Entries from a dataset
··········

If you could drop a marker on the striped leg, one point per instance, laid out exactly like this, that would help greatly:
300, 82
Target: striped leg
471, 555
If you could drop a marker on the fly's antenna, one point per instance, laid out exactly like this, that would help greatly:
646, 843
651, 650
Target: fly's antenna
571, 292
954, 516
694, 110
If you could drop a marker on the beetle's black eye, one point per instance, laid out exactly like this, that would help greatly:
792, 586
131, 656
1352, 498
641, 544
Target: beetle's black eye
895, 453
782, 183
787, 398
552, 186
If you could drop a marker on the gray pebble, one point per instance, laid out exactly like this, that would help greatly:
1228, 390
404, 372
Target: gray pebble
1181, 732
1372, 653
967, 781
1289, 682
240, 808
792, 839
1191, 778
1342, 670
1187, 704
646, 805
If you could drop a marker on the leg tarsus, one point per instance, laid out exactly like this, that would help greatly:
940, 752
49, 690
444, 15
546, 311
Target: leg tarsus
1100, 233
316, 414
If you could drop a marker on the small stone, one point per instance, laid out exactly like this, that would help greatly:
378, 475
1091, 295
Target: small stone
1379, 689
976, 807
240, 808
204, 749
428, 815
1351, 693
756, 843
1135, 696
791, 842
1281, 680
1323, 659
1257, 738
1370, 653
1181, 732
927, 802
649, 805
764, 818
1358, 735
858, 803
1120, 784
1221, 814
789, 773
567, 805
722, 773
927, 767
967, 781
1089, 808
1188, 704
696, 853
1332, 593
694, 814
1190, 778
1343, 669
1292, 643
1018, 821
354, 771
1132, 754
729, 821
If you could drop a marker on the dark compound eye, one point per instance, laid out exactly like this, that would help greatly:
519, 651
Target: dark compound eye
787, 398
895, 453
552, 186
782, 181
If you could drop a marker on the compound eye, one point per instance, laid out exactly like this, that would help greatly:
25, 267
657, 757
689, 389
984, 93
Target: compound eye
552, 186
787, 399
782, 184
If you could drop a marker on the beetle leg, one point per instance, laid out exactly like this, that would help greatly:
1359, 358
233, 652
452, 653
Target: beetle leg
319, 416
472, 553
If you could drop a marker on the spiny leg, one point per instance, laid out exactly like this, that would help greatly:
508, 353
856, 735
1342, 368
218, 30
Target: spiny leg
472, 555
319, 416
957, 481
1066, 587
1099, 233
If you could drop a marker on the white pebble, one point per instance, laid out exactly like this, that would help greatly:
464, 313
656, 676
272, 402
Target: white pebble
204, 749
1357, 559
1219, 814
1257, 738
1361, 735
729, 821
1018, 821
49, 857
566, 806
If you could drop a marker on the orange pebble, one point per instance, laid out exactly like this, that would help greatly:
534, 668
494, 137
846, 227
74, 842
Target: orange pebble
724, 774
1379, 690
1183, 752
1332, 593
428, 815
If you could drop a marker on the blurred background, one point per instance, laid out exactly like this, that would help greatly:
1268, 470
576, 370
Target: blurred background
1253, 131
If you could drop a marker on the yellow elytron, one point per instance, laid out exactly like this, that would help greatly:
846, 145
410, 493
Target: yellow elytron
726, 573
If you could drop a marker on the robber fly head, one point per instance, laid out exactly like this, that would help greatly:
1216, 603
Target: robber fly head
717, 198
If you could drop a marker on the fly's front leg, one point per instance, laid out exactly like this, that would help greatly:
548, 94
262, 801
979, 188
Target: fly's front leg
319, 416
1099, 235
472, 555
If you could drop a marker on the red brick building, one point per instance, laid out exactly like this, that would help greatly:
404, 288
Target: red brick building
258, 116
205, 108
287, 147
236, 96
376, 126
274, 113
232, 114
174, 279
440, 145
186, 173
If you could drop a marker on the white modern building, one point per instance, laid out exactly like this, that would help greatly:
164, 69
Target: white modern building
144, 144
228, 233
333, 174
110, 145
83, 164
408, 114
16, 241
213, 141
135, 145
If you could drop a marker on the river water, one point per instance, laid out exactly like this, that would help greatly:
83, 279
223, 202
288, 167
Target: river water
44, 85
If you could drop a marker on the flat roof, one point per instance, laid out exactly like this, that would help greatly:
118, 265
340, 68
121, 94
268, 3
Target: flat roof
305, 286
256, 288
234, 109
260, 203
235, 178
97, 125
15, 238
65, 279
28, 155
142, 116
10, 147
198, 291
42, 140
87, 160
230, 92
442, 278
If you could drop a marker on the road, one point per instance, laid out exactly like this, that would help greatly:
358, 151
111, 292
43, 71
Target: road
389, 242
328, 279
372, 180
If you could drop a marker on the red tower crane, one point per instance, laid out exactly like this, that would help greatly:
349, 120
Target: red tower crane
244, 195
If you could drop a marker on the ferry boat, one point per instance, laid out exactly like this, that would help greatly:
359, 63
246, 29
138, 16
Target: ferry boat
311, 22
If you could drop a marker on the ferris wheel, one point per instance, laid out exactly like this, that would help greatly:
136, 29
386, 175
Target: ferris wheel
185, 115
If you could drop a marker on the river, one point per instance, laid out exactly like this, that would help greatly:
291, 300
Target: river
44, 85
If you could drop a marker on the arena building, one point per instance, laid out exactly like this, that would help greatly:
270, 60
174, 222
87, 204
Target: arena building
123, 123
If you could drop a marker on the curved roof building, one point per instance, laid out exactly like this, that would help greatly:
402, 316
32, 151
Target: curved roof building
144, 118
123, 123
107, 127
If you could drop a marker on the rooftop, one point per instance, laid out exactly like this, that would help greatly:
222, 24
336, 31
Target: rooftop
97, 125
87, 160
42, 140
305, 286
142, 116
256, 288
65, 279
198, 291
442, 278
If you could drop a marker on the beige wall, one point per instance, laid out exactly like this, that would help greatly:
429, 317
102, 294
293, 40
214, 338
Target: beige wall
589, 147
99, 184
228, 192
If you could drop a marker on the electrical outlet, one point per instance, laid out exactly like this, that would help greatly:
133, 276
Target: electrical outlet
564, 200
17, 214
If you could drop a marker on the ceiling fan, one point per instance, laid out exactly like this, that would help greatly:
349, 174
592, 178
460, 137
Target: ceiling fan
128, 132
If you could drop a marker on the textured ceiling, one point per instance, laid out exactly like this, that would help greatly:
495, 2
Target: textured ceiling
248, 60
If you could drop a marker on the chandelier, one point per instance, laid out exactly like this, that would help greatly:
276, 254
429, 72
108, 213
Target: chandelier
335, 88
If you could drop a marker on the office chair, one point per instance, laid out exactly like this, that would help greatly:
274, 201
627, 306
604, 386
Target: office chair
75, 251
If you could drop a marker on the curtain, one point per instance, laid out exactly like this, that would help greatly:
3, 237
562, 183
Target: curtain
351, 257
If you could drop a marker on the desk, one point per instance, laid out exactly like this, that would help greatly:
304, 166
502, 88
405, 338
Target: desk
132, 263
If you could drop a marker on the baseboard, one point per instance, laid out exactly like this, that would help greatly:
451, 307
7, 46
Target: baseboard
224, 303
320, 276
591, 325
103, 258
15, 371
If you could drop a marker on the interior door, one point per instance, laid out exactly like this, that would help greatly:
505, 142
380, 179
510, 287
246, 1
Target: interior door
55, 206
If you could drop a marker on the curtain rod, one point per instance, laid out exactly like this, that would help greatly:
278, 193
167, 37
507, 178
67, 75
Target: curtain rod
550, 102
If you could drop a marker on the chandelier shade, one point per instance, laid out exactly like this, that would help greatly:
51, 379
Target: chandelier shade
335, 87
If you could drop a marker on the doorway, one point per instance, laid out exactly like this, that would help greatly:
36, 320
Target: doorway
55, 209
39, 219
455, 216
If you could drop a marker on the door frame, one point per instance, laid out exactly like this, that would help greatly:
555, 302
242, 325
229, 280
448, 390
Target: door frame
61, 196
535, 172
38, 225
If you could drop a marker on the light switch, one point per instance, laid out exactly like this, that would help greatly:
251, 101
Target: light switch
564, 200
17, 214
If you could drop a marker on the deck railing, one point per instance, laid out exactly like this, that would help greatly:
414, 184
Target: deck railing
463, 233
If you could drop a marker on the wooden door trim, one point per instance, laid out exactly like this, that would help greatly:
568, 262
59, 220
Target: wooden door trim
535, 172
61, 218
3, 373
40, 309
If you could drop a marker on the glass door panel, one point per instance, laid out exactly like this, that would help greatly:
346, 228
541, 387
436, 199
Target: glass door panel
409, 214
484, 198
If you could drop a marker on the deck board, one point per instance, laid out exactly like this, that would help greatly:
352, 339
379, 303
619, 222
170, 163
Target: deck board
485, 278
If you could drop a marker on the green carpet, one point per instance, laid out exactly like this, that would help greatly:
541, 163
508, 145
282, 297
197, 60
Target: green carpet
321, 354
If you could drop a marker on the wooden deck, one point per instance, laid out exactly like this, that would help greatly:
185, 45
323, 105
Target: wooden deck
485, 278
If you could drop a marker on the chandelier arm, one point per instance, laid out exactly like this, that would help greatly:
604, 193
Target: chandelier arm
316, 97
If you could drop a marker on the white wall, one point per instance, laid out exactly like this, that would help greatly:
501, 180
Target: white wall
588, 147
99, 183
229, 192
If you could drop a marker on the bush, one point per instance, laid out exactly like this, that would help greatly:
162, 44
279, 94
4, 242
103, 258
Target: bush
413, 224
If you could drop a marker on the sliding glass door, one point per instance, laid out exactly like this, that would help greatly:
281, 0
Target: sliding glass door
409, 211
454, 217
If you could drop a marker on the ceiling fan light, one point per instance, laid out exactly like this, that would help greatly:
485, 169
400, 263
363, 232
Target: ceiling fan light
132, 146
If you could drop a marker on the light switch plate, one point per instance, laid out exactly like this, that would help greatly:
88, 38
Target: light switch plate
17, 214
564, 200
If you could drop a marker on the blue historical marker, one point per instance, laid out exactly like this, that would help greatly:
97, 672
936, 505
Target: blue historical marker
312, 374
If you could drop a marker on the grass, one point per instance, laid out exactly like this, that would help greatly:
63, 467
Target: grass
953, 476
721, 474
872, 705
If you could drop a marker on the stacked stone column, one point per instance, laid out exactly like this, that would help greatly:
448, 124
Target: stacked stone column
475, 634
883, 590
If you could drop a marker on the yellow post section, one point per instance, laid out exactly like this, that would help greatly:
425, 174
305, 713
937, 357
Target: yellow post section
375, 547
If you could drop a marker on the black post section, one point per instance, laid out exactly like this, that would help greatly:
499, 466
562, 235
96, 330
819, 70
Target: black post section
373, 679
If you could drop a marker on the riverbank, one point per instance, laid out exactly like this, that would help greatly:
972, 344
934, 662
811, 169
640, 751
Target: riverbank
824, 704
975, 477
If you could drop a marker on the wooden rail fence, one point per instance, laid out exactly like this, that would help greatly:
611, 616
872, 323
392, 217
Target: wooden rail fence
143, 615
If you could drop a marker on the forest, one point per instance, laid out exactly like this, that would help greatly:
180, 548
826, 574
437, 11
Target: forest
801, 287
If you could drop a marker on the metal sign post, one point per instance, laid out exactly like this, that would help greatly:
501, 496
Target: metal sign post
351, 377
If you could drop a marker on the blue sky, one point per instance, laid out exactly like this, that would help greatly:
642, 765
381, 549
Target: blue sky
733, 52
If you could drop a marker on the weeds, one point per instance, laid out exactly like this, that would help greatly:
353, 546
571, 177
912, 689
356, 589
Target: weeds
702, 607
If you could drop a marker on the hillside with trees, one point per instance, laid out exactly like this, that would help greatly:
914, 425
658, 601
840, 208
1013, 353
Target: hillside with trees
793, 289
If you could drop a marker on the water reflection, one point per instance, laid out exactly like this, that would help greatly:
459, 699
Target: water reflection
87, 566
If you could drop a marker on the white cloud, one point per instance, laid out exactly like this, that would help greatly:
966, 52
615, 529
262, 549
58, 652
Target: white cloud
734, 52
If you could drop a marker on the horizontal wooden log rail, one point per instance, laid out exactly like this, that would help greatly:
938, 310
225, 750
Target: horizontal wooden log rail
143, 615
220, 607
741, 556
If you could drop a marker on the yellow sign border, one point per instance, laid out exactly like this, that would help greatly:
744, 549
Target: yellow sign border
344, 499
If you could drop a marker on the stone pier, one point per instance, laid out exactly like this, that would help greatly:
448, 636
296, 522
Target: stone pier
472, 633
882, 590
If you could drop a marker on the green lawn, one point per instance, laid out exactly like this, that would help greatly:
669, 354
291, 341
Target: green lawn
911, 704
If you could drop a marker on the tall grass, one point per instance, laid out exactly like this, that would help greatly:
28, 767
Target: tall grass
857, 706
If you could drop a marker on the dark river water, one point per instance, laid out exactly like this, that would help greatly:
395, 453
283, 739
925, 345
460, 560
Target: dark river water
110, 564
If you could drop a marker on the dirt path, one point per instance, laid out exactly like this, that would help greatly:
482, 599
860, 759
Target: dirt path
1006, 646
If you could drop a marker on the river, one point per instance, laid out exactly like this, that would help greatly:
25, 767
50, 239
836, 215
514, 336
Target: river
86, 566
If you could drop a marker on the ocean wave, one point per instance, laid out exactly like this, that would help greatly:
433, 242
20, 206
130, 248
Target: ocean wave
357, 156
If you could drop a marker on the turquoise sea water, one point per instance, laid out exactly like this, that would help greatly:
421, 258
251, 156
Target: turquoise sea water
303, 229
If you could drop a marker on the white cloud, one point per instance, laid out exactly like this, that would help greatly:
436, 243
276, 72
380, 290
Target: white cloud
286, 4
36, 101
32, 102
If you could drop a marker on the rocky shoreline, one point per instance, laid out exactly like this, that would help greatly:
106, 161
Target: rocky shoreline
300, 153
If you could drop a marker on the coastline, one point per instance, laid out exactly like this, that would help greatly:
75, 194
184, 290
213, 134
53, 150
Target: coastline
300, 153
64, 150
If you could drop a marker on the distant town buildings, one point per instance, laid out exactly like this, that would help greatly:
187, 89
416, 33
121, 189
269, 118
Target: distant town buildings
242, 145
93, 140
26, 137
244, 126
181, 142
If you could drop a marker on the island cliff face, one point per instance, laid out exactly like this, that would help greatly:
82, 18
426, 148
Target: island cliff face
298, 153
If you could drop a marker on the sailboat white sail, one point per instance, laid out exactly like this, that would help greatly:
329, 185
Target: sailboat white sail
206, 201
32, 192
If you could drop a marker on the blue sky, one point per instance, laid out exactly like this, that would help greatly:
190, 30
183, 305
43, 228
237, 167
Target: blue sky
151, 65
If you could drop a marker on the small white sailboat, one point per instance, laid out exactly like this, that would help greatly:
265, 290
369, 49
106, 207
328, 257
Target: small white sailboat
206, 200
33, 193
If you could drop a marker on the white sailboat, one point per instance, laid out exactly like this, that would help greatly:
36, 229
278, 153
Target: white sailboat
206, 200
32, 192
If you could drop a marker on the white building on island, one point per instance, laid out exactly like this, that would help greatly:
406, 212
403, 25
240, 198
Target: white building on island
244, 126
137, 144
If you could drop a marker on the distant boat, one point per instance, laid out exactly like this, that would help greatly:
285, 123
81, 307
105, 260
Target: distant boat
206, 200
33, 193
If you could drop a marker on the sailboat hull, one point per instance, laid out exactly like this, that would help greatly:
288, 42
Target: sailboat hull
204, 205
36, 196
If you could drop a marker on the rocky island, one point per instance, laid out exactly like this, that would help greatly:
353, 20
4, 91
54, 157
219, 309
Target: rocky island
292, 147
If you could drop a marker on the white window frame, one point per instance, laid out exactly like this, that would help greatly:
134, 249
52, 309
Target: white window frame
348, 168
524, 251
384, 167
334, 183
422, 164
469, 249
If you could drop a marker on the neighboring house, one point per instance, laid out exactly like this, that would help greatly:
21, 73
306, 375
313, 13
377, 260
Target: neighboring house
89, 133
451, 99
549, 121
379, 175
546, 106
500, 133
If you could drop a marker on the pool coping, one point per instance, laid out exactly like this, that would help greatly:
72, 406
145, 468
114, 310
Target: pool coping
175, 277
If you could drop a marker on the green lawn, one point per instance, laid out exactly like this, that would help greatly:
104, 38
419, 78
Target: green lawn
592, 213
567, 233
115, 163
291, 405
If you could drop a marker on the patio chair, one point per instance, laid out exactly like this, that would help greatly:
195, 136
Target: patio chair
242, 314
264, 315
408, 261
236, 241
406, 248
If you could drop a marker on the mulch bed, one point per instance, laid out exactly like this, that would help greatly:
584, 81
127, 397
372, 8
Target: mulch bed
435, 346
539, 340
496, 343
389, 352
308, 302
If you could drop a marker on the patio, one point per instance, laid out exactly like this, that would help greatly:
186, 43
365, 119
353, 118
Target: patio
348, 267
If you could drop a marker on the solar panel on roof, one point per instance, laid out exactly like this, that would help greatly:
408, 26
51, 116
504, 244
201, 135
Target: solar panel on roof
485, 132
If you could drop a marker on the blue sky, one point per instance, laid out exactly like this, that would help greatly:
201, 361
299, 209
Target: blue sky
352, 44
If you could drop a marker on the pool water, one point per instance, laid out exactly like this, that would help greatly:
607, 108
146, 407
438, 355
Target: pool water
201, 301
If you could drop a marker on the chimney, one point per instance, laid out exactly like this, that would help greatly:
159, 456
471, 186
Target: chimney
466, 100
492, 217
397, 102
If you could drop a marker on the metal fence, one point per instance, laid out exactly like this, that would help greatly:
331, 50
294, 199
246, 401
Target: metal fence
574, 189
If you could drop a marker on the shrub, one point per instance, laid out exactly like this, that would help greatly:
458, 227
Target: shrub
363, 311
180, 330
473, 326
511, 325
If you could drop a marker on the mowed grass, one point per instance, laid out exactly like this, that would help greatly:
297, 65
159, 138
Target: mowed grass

··········

• [Problem]
Only the lines from the one with "If you could drop a marker on the mulch" through the end of the material are wanted; copy them exactly, both ends included.

• [Complete response]
If you could drop a marker on the mulch bed, one point per instance, laid out exactly like this, that would help greatly:
584, 81
127, 397
372, 8
Target: mulch bed
435, 346
539, 340
496, 343
389, 352
308, 302
If you could drop a marker on the patio, one point per instance, laid out exactly like this, that would help greatly:
186, 43
365, 119
353, 118
Target: patio
348, 267
If you could drop a marker on the solar panel on roof, one point per instance, laid out exactly like this, that would help greatly:
408, 26
51, 116
504, 244
201, 135
Target: solar panel on roof
485, 132
If you could drop a marker on the blue sky, one point per instance, laid out exactly like this, that would help greatly:
201, 361
299, 209
Target: blue sky
352, 44
If you could drop a marker on the pool water, one point per instance, laid out exactly like this, that would help greatly:
607, 108
146, 407
438, 355
Target: pool water
201, 301
If you could drop a marker on the chimney, one point per instance, laid out exactly like this, that would help greatly:
159, 456
471, 186
Target: chimney
466, 100
492, 217
397, 102
If you could drop a marker on the metal fence, one point per instance, laid out exactly like this, that would help greatly:
331, 50
294, 199
246, 401
Target: metal fence
574, 189
If you could drop a marker on the shrub, one point per instance, laid out exactly like this, that would help greatly:
458, 227
Target: shrub
363, 311
180, 330
473, 326
511, 325
If you could drop a marker on the mowed grass, one point per instance, laid out exactly like this, that would help greatly:
297, 65
159, 138
Target: mowed grass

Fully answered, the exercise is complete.